• **Data for processing**
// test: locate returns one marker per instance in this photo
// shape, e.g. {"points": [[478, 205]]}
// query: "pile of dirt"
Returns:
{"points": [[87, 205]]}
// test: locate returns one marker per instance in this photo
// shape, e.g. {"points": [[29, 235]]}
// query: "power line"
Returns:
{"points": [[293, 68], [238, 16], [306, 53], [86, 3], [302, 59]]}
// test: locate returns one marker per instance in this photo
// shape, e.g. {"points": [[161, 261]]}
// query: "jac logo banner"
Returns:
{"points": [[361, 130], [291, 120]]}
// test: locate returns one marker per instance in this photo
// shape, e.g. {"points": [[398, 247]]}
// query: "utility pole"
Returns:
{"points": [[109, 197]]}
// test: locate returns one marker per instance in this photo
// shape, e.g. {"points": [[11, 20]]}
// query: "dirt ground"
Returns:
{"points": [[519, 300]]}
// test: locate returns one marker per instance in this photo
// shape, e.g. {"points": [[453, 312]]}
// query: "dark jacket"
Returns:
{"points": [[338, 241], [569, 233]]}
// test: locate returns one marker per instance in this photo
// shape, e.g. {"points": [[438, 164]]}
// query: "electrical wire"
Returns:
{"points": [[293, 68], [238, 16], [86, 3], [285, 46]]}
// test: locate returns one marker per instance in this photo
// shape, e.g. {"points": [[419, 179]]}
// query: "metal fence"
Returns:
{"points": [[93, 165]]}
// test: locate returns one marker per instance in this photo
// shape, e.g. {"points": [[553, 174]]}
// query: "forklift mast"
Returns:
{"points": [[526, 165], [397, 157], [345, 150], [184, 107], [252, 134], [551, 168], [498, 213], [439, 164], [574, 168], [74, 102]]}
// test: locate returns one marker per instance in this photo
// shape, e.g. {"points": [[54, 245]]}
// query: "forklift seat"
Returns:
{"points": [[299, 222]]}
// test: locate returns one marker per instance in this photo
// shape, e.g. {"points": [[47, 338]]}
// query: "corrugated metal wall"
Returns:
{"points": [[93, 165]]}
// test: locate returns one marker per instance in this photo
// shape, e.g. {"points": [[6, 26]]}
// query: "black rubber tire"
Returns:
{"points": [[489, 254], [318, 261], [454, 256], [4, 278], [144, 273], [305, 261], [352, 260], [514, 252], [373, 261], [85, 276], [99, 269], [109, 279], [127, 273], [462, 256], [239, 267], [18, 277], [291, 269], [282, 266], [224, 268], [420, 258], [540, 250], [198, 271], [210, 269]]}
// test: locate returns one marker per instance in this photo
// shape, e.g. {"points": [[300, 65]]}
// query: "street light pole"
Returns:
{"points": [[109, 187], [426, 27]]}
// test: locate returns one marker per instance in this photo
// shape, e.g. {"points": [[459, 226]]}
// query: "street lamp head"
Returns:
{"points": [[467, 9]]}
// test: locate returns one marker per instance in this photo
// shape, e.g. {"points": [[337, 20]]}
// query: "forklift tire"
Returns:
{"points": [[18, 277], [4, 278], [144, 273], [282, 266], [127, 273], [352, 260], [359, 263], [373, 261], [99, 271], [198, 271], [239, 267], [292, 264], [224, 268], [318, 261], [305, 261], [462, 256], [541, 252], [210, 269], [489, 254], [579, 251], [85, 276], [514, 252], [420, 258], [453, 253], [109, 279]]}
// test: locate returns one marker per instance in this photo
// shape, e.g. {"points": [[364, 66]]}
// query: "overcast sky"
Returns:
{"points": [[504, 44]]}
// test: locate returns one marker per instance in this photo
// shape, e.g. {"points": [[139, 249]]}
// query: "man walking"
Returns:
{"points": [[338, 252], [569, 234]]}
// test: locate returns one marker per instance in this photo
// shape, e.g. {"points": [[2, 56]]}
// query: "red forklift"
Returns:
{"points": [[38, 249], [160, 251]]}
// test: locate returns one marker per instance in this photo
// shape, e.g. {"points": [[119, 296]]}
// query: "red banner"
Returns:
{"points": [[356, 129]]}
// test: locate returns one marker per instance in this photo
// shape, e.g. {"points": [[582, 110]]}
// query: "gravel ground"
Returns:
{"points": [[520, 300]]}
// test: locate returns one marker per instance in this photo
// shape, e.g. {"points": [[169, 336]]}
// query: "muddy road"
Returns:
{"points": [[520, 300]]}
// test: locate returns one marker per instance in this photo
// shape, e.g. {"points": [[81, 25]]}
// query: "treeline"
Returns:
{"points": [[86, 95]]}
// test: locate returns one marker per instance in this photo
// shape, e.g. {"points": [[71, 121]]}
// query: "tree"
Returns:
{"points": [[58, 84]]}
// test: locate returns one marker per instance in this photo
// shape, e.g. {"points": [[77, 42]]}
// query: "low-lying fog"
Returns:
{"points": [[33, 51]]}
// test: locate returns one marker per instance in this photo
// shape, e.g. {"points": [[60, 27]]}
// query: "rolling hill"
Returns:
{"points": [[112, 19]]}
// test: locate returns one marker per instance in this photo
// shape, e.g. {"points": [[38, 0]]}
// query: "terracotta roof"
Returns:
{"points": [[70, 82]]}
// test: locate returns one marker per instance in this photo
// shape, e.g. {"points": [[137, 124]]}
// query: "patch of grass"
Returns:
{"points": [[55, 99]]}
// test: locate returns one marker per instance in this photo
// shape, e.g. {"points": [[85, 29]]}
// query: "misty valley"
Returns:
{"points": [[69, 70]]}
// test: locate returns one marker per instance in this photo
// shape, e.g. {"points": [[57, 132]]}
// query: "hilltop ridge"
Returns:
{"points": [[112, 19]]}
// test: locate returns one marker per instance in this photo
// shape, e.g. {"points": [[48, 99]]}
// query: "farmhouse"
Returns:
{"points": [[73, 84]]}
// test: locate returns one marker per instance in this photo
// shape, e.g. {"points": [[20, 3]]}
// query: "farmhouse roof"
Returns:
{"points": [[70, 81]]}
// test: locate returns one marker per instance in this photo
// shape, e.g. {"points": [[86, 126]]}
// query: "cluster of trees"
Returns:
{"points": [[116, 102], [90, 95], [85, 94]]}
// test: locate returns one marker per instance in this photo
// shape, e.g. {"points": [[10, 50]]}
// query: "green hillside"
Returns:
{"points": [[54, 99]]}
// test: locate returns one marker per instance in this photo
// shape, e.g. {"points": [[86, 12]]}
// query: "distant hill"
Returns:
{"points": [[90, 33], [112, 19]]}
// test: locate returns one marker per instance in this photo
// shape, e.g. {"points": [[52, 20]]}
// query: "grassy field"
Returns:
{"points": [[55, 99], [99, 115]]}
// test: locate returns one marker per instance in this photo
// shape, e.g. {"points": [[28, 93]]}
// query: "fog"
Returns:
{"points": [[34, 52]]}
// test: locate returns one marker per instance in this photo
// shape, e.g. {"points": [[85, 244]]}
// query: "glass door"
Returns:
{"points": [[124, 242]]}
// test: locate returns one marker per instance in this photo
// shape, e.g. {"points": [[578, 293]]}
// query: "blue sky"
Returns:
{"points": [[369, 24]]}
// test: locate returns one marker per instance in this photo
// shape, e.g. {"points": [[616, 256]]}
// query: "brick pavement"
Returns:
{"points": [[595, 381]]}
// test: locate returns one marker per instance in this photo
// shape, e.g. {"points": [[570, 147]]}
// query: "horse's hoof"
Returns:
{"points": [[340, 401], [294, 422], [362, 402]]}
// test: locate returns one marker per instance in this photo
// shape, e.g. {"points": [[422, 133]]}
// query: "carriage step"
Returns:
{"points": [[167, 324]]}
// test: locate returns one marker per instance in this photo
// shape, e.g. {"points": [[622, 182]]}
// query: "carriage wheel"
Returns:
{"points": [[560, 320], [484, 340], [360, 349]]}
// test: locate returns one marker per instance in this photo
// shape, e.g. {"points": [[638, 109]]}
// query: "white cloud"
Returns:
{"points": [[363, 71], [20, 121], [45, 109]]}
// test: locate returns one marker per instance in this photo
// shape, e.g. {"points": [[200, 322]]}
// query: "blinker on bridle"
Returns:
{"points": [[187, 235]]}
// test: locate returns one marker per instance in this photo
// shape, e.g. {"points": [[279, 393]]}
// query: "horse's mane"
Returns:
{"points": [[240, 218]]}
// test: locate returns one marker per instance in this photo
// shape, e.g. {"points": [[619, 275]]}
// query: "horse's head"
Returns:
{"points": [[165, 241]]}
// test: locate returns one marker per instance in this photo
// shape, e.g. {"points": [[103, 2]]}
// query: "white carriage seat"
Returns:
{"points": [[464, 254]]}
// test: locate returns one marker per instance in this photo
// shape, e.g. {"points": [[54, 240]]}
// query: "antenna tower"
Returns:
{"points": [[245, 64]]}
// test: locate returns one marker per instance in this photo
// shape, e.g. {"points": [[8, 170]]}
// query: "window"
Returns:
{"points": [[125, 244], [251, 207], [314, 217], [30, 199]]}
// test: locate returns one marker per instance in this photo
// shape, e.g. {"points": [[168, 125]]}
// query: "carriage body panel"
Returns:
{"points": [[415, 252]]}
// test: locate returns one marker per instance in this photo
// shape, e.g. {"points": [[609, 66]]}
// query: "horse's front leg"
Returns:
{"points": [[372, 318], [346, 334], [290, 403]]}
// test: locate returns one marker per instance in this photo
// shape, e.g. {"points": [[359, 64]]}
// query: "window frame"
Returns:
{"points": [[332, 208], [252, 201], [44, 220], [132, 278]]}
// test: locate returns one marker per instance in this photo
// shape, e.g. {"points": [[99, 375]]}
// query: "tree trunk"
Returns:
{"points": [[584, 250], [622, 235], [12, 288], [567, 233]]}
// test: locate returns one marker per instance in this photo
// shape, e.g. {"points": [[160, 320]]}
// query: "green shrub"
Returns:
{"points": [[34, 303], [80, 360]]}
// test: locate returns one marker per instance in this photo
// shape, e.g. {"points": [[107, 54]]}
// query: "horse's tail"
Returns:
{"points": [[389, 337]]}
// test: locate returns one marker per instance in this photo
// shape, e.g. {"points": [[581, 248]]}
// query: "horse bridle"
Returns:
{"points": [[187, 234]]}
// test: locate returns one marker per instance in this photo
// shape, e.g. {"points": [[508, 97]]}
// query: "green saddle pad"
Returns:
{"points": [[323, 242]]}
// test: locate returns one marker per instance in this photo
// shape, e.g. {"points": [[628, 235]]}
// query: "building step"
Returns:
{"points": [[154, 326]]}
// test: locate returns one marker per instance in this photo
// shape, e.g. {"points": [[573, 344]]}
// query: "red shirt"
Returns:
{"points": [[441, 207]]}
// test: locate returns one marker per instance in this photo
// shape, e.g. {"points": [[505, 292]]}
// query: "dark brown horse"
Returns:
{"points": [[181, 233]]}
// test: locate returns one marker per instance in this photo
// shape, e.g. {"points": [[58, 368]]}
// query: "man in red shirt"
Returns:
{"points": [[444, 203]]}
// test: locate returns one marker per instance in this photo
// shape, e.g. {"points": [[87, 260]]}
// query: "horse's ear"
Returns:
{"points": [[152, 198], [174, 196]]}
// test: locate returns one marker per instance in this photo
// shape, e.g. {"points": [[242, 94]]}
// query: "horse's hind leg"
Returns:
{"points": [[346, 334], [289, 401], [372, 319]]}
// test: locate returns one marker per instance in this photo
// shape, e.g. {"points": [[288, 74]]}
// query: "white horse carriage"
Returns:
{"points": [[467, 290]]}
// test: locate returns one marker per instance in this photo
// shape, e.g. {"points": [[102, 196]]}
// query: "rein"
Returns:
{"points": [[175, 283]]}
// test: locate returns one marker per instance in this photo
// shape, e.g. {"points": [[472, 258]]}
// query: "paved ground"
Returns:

• **Task requirements**
Each line in the data that holds the word "forklift" must be copied.

• **Solution below**
// query: "forklift mast"
// query: "forklift seat"
// query: "forklift tire"
// query: "red forklift"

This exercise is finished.